- [Stated task]: Do these statements agree with the forum thread on virtualization in operating systems? Answer each yes or no and quote the deciding words of the thread: 1. Antti's location is given as Finland. 2. bluemoon names encryption as the usual way to protect against code modification. 3. The opening post cites Android as having already demonstrated running the same application across platforms.

- [Passage shown]:
⁂

The place of virtualization in Operating Systems

Discussions on more advanced topics such as monolithic vs micro-kernels, transactional memory models, and paging vs segmentation should go here. Use this forum to expand and improve the wiki!
Post Reply
AbstractYouShudNow
Member
Member
Posts: 92
Joined: Tue Aug 14, 2012 8:51 am

The place of virtualization in Operating Systems

Post by AbstractYouShudNow »

For you, what is the place of virtualization in today's OS's ?

I think this is one of the best ways to abstract the architecture away.
How about an OS where (almost) all programs are written in managed code and the OS includes a VM for their execution (as do LLVM, .NET or Java).

With a well-made enough managed language, and APIs designed with this goal in mind, I am sure that it is possible to allow executing the same application whatever the platform is.

Android already demonstrated this, and another example is how JavaScript in web pages runs under almost any Operating System, whatever the architecture and processor happen to be.

So, is it really possible, and is it worth ?

EDIT :
- Maybe that 'managed' is not the appropriate term. I meant any language that can be semi-compiled (as an interpreted language would be to slow and wouldn't allow closed-source programs) as Java does (or simply LLVM)
- I have already planned what the architecture would look like. I still have to work on it, but should get it finished soon.
Antti
Member
Member
Posts: 923
Joined: Thu Jul 05, 2012 5:12 am
Location: Finland

Re: The place of virtualization in Operating Systems

Post by Antti »

AbstractYouShudNow wrote:as an interpreted language would be to slow and wouldn't allow closed-source programs
I am not an expert when it comes to this topic but I think that there are some ways to solve the closed source issue. The source code could be encrypted or something like that. I am actually surprised that it has not been implemented very much. Of course it may also be that I am not aware of it.
AbstractYouShudNow
Member
Member
Posts: 92
Joined: Tue Aug 14, 2012 8:51 am

Re: The place of virtualization in Operating Systems

Post by AbstractYouShudNow »

The problem of encryption is that it will require additionnal effort (time and resources) to decrypt it, and it would be easy to get the decrypted source code.

But I don't really bother of code having to be open-source. The actual issue that I found is that it would be very easy for one to modify the program to introduce malwares, and that parsing the code would be slow, thought it could be cache-compiled, as does the Python interpreter...
User avatar
bluemoon
Member
Member
Posts: 1761
Joined: Wed Dec 01, 2010 3:41 am
Location: Hong Kong

Re: The place of virtualization in Operating Systems

Post by bluemoon »

Do not mix encryption with checksum., they are for different purpose.
To protect against code modification the usual (and quite working) way is code sign (ie. checksum).
User avatar
NickJohnson
Member
Member
Posts: 1249
Joined: Tue Mar 24, 2009 8:11 pm
Location: Sunnyvale, California

Re: The place of virtualization in Operating Systems

Post by NickJohnson »

⁂

- [Stored records]:

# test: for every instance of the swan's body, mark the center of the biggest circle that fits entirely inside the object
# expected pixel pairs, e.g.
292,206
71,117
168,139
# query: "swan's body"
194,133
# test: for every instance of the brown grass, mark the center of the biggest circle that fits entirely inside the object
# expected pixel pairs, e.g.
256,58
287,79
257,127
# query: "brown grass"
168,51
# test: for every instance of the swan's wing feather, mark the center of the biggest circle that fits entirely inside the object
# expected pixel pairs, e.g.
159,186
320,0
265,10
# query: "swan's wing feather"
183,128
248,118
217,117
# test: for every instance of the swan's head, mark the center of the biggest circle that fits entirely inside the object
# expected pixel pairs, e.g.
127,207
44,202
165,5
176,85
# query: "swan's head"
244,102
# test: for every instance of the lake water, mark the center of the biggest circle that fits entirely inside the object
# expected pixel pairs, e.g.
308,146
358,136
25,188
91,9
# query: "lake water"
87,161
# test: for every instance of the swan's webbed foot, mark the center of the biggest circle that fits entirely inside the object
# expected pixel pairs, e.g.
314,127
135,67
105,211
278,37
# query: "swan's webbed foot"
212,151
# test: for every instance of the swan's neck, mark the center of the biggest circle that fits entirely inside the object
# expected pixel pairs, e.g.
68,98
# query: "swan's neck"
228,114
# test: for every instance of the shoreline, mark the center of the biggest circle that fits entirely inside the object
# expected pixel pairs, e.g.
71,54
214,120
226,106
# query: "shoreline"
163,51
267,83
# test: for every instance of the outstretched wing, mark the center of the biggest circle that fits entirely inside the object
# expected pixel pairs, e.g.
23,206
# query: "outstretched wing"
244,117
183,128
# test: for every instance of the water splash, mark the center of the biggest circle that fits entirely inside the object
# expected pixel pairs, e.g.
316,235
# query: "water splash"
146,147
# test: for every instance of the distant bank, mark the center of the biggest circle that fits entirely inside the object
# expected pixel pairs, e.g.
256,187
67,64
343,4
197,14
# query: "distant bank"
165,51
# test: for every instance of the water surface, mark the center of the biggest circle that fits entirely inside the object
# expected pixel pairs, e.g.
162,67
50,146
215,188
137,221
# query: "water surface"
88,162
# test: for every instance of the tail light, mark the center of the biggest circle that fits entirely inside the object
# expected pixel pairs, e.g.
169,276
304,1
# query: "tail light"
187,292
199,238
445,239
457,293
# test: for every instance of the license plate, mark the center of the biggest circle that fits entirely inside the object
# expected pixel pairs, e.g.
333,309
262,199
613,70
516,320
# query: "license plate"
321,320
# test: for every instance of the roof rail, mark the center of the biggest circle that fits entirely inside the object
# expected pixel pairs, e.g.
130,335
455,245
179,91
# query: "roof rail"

⁂

- [Completed exercise]:
1. Yes: "Location: Finland"
2. No: "To protect against code modification the usual (and quite working) way is code sign (ie. checksum)."
3. Yes: "Android already demonstrated this"